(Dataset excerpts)
=-=-=-=-=
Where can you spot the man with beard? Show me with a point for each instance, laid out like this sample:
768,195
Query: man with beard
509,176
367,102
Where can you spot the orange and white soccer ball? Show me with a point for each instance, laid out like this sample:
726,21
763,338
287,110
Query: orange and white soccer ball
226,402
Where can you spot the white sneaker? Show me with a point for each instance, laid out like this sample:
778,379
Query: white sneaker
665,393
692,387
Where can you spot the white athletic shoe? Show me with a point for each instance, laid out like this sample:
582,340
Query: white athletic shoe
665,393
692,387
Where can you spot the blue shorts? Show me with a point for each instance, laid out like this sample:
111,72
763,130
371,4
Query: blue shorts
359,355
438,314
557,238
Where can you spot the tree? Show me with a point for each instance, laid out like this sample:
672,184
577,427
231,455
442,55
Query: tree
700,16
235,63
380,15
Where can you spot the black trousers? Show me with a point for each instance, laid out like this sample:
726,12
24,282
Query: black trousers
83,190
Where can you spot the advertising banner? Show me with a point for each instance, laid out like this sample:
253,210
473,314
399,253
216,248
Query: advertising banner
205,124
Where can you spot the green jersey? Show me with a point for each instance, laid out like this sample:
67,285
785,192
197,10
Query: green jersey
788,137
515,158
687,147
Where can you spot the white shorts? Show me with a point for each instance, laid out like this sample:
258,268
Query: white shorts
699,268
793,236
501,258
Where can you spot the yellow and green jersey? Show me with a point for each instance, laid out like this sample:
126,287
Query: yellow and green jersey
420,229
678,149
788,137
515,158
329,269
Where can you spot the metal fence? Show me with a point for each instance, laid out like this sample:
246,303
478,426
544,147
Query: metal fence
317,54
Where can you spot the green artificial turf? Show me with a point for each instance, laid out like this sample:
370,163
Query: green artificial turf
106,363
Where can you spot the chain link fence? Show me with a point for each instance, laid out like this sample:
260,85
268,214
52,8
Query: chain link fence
=-=-=-=-=
Task brief> Pick out each line above that includes "chain" and show it.

Problem solution>
Where can you spot the chain link fence? Show me with a point for each instance, laid out like this sample:
Query: chain link fence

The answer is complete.